Embora de certa forma Parsifal se assemelhe à figura de Cristo pelo fato de ter
enfrentado muitas tentações e, vencendo-as, ser coroado com a vitória e se tornar o líder dos
cavaleiros e o guardião das relíquias simbólicas; por ter conduzido à salvação a sedutora
Kundry e à cura o enfermo Amfortas, ele não é uma figura divina e nem sucessor ou
substituto de Cristo. É apenas o eleito que aponta para a redenção em Cristo.
Mas como entender essa redenção de forma que ela não se restrinja a uma comunidade
ascética, isolada do mundo, incrustada no meio da floresta, mas de forma que possa ser
ressignificada e tornada útil ao ser humano que vive numa sociedade moderna? Afinal, esta
sempre foi a intensão de Wagner: produzir uma arte cuja mensagem levasse à regeneração a
humanidade toda.
O enredo de Parsifal anuncia, finalmente, uma possibilidade do bem vencer o mal.
Essa possibilidade é apresentada no tema central de Parsifal que é a compaixão pelo outro.

Exercícios =>
a - Reescreva o trecho sobre Parsifal entre "Embora de certa" e "humanidade toda.", inclusive, trocando "sedutora" por "misteriosa".
b - Indique se cada afirmação concorda com o trecho sobre Parsifal, respondendo sim ou não e citando as palavras decisivas do trecho: (i) Parsifal é sucessor de Cristo; (ii) Wagner queria uma arte cuja mensagem levasse à regeneração a humanidade toda; (iii) o tema central de Parsifal é a compaixão pelo outro.
c - Dê continuidade ao trecho sobre Parsifal, começando logo após a última frase apresentada.

Material apresentado =>
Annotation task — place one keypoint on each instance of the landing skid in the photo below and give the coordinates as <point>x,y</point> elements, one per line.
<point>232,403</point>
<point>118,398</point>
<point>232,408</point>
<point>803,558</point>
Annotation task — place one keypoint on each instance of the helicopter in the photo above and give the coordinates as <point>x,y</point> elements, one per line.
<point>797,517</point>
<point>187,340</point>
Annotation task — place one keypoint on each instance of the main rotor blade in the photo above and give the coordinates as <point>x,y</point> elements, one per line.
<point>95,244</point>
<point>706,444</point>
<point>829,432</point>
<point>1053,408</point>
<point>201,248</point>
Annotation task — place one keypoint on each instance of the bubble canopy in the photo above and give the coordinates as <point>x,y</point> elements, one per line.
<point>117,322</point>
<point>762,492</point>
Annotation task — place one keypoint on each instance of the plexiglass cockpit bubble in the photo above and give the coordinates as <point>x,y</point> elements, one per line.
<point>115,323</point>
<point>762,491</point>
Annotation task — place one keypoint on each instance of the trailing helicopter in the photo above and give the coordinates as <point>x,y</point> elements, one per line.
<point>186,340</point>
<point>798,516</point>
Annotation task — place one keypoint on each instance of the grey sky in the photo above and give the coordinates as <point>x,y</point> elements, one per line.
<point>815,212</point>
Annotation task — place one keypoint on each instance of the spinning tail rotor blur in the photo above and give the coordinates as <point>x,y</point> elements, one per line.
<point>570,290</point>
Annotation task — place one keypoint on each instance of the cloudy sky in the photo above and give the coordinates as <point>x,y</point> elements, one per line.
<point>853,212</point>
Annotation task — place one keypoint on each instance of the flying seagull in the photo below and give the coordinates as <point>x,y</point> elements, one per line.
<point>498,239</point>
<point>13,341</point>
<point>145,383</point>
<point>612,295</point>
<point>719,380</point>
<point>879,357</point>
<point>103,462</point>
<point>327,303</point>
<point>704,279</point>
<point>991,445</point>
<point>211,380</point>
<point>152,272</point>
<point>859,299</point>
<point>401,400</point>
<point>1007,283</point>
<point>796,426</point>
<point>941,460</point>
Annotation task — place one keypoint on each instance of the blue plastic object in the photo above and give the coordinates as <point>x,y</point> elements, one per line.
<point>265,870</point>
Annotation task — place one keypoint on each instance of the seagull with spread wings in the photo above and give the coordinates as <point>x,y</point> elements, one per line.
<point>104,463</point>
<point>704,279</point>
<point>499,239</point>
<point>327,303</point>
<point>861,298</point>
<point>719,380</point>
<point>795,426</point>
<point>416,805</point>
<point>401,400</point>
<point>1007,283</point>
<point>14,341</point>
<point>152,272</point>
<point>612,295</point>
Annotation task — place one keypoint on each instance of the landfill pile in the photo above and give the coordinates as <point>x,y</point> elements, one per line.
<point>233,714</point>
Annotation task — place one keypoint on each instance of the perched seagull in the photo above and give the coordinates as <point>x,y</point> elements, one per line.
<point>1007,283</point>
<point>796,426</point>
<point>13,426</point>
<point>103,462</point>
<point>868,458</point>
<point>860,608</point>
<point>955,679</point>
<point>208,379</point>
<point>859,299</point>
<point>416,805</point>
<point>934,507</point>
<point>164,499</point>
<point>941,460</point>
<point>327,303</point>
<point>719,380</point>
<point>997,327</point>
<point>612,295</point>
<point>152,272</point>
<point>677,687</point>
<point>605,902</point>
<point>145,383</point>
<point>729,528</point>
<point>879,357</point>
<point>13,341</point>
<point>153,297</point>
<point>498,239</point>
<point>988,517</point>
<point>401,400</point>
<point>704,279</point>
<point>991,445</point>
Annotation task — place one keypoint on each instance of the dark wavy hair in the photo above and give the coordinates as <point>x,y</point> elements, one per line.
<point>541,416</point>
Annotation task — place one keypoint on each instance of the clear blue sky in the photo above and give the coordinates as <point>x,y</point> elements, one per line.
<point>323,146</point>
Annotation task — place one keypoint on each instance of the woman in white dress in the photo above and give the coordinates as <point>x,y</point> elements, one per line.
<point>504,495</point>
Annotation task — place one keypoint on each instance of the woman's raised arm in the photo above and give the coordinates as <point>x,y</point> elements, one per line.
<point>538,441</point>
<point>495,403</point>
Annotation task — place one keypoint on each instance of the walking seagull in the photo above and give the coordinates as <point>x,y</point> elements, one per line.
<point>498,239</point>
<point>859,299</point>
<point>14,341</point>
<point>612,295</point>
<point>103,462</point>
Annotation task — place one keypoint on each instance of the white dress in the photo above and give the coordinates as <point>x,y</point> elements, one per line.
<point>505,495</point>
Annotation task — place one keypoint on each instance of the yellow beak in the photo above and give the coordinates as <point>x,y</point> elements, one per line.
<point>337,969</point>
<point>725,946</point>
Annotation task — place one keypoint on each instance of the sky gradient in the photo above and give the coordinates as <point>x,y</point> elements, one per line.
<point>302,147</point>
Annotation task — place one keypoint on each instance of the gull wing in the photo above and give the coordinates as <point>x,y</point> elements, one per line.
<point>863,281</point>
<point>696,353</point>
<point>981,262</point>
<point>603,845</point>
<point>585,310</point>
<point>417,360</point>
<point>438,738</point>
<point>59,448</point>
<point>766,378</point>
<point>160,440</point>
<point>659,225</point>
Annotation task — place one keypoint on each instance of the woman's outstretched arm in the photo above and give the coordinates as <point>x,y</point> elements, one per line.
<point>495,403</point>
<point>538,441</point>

Resultados dos exercícios =>
a -
Embora de certa forma Parsifal se assemelhe à figura de Cristo pelo fato de ter
enfrentado muitas tentações e, vencendo-as, ser coroado com a vitória e se tornar o líder dos
cavaleiros e o guardião das relíquias simbólicas; por ter conduzido à salvação a misteriosa
Kundry e à cura o enfermo Amfortas, ele não é uma figura divina e nem sucessor ou
substituto de Cristo. É apenas o eleito que aponta para a redenção em Cristo.
Mas como entender essa redenção de forma que ela não se restrinja a uma comunidade
ascética, isolada do mundo, incrustada no meio da floresta, mas de forma que possa ser
ressignificada e tornada útil ao ser humano que vive numa sociedade moderna? Afinal, esta
sempre foi a intensão de Wagner: produzir uma arte cuja mensagem levasse à regeneração a
humanidade toda.

b -
(i) Não: "ele não é uma figura divina e nem sucessor ou substituto de Cristo".
(ii) Sim: "produzir uma arte cuja mensagem levasse à regeneração a humanidade toda".
(iii) Sim: "o tema central de Parsifal que é a compaixão pelo outro".

c -
Aponta a sensibilização pela necessidade coletiva dos seres humanos e animais como
caminho para a regeneração. A compaixão ajuda a superar o egoísmo e ensina a perceber a si
mesmo como um ser inserido no mundo do qual ele faz parte e não pode existir se não estiver
integrado a ele.
Tillich dava a esta atitude altruísta o nome de “coragem de ser como uma parte”.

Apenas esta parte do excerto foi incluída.